** Aim **
Return the full listing exactly as it is written.

** Stored rows **
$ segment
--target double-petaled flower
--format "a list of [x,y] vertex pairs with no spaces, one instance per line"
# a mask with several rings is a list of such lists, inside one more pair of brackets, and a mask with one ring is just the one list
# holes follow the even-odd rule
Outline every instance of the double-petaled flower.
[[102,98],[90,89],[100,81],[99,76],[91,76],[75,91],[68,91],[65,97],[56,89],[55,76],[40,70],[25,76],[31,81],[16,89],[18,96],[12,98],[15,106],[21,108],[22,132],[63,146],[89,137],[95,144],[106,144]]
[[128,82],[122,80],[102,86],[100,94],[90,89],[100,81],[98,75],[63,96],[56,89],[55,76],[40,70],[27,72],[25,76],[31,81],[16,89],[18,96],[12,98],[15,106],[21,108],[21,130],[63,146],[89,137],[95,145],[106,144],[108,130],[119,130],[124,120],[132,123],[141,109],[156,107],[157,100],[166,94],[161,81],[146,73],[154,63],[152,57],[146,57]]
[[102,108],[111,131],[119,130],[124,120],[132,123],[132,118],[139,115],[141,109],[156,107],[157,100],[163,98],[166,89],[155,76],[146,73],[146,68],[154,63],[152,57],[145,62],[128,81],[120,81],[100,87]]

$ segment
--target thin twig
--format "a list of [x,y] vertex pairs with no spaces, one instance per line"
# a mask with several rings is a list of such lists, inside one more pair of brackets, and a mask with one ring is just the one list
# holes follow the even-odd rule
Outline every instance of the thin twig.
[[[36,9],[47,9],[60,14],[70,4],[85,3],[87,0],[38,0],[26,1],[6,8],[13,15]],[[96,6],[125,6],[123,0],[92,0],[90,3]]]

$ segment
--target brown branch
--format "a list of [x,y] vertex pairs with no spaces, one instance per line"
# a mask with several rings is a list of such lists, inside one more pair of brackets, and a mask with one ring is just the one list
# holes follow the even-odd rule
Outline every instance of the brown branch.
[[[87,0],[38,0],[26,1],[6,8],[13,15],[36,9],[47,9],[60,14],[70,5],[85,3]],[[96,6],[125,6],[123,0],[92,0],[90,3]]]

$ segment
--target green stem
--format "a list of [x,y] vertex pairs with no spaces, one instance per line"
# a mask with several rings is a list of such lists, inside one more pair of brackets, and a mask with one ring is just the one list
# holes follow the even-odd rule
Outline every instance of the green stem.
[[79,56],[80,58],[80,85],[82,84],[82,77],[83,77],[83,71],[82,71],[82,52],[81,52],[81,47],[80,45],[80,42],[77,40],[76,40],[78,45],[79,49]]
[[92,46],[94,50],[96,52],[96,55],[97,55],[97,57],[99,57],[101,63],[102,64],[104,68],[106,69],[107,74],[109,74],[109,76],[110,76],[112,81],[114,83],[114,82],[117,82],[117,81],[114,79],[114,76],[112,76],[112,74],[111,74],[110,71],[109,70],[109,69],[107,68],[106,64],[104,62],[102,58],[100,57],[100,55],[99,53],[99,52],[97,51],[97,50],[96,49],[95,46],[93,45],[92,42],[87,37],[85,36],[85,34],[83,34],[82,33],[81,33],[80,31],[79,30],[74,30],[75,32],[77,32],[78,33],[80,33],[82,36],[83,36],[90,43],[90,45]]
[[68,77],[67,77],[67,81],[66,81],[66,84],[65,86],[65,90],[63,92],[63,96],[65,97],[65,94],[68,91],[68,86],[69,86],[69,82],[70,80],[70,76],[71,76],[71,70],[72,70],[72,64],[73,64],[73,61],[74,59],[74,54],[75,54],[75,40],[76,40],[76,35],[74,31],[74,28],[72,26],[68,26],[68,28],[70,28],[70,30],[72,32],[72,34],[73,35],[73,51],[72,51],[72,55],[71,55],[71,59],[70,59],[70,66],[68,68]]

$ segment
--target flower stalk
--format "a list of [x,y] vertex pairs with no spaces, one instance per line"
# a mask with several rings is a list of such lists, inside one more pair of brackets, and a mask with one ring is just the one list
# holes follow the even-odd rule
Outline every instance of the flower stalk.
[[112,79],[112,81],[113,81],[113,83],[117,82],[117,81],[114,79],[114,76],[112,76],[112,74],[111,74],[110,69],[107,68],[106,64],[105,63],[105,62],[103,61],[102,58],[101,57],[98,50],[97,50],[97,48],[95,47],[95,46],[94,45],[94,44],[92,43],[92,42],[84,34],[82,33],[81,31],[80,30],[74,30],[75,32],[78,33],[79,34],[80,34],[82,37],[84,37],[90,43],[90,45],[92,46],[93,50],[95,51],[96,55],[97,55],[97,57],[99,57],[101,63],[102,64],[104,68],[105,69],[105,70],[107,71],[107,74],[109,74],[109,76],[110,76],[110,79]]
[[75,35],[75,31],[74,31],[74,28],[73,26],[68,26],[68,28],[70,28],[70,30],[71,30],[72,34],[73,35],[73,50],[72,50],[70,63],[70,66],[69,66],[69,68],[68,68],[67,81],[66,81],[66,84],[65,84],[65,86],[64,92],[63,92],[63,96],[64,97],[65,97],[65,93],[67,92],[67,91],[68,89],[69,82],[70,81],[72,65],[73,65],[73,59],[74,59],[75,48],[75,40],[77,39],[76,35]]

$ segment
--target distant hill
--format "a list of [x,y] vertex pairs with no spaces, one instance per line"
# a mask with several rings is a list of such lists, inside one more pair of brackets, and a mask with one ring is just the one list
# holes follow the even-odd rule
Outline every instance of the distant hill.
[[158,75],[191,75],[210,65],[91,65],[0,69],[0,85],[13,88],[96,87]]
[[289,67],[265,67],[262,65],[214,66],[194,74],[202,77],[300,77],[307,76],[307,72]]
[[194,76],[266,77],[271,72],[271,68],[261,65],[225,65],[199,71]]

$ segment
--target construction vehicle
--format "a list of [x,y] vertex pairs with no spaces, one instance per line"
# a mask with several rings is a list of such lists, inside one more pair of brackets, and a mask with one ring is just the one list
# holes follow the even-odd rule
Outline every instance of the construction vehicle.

** Completed task **
$ segment
--target double-petaled flower
--format "a list of [x,y] vertex pairs with no spaces, one instance per line"
# a mask with several rings is a list of such lists, inside one more pair of brackets, and a mask with one ring is just the one list
# holes follow the even-odd rule
Outline every instance of the double-petaled flower.
[[102,98],[90,89],[100,81],[99,76],[91,76],[75,91],[68,91],[65,97],[56,89],[55,76],[40,70],[25,76],[31,81],[16,89],[18,96],[12,98],[15,106],[21,108],[22,132],[63,146],[89,137],[95,144],[106,144]]
[[128,82],[122,80],[102,86],[100,94],[90,89],[100,81],[98,75],[63,96],[56,89],[55,76],[40,70],[27,72],[25,76],[31,81],[16,89],[18,96],[12,98],[15,106],[21,108],[21,130],[63,146],[89,137],[95,145],[106,144],[108,130],[119,130],[124,120],[132,123],[141,109],[156,107],[157,100],[166,94],[161,81],[146,73],[154,63],[152,57],[146,57]]
[[102,108],[111,131],[119,130],[124,120],[132,123],[132,118],[139,115],[141,109],[156,107],[157,100],[163,98],[166,89],[155,76],[146,73],[146,68],[154,63],[152,57],[145,62],[128,81],[120,81],[100,87]]

$ segment
--target thin twig
--format "a list of [x,y] vertex pairs with no spaces, one instance per line"
# a mask with several rings is a list of such lists, inside one more pair of brackets, and a mask with one ring is just the one list
# holes follow the even-odd rule
Outline every instance of the thin twig.
[[[36,9],[47,9],[60,14],[70,4],[85,3],[87,0],[38,0],[26,1],[6,8],[13,15]],[[96,6],[125,6],[123,0],[92,0],[90,3]]]

$ segment
--target brown branch
--format "a list of [x,y] vertex pairs with no spaces, one instance per line"
# a mask with several rings is a list of such lists, inside one more pair of brackets, and a mask with one ring is just the one list
# holes follow the even-odd rule
Outline every instance of the brown branch.
[[[87,0],[38,0],[26,1],[6,8],[13,15],[36,9],[47,9],[60,14],[70,5],[85,3]],[[96,6],[125,6],[123,0],[92,0],[90,3]]]

$ segment
--target green stem
--format "a list of [x,y] vertex pairs with no spaces, one instance per line"
# a mask with several rings is a list of such lists, inside one more pair of brackets, and a mask with one ring is just the one list
# holes follow the even-odd rule
Outline every instance of the green stem.
[[79,56],[80,58],[80,85],[82,84],[82,77],[83,77],[83,71],[82,71],[82,52],[81,52],[81,47],[80,45],[80,42],[77,40],[76,40],[78,45],[79,49]]
[[92,46],[94,50],[96,52],[96,55],[97,55],[97,57],[99,57],[101,63],[102,64],[104,68],[106,69],[107,74],[109,74],[109,76],[110,76],[112,81],[114,83],[114,82],[117,82],[117,81],[114,79],[114,76],[112,76],[112,74],[111,74],[110,71],[109,70],[109,69],[107,68],[106,64],[104,62],[102,58],[100,57],[100,55],[99,53],[99,52],[97,51],[97,50],[96,49],[95,46],[93,45],[92,42],[87,37],[85,36],[85,34],[83,34],[82,33],[81,33],[80,31],[79,30],[74,30],[75,32],[77,32],[78,33],[80,33],[82,36],[83,36],[90,43],[90,45]]
[[68,77],[67,77],[67,81],[66,81],[66,84],[65,86],[65,90],[63,92],[63,96],[65,97],[65,94],[68,91],[68,86],[69,86],[69,82],[70,80],[70,76],[71,76],[71,70],[72,70],[72,64],[73,64],[73,61],[74,59],[74,54],[75,54],[75,40],[76,40],[76,35],[74,31],[74,28],[72,26],[68,26],[68,28],[70,28],[70,30],[72,32],[72,34],[73,35],[73,51],[72,51],[72,55],[71,55],[71,59],[70,59],[70,66],[68,68]]

$ segment
--target flower stalk
--format "a list of [x,y] vertex pairs with no spaces, one instance per line"
# a mask with several rings is a list of such lists, inside one more pair of brackets, and a mask with one ring is just the one list
# holes follow the even-odd rule
Outline every instance of the flower stalk.
[[112,79],[112,81],[113,81],[113,83],[117,82],[117,81],[114,79],[114,76],[112,76],[112,74],[111,74],[110,69],[107,68],[106,64],[105,63],[105,62],[103,61],[102,58],[101,57],[98,50],[97,50],[97,48],[95,47],[95,46],[94,45],[94,44],[92,43],[92,42],[84,34],[82,33],[81,31],[80,30],[74,30],[75,32],[78,33],[79,34],[80,34],[82,37],[84,37],[90,43],[90,45],[92,46],[93,50],[95,51],[96,55],[97,55],[97,57],[99,57],[101,63],[102,64],[104,68],[105,69],[105,70],[107,71],[107,74],[109,74],[109,76],[110,76],[110,79]]
[[75,35],[75,31],[74,31],[74,28],[73,26],[68,26],[68,28],[70,28],[70,30],[71,30],[72,34],[73,35],[73,50],[72,50],[70,63],[70,66],[69,66],[69,68],[68,68],[67,81],[66,81],[66,84],[65,84],[65,86],[64,92],[63,92],[63,96],[64,97],[65,97],[65,93],[67,92],[67,91],[68,89],[69,82],[70,81],[72,65],[73,65],[73,59],[74,59],[75,48],[75,40],[77,39],[76,35]]

$ segment
--target distant hill
--format "a list of [x,y] vertex pairs with no spaces, one instance per line"
# a mask with several rings is a list of such lists, inside one more pair of brackets, and a mask with one ring is just the one list
# holes follow the even-odd rule
Outline every instance of the distant hill.
[[158,75],[191,75],[210,65],[91,65],[0,69],[0,85],[13,88],[96,87]]
[[289,67],[265,67],[262,65],[214,66],[194,74],[202,77],[300,77],[307,76],[307,72]]
[[194,76],[266,77],[271,72],[271,68],[261,65],[225,65],[199,71]]

$ segment
--target construction vehicle
--format "a list of [x,y] vertex pairs with no spaces, one instance per line"
# a mask with several rings is a list of such lists, inside one more pair of brackets, and a mask with one ring is just the one list
# holes follow the even-odd rule
Outline every instance of the construction vehicle.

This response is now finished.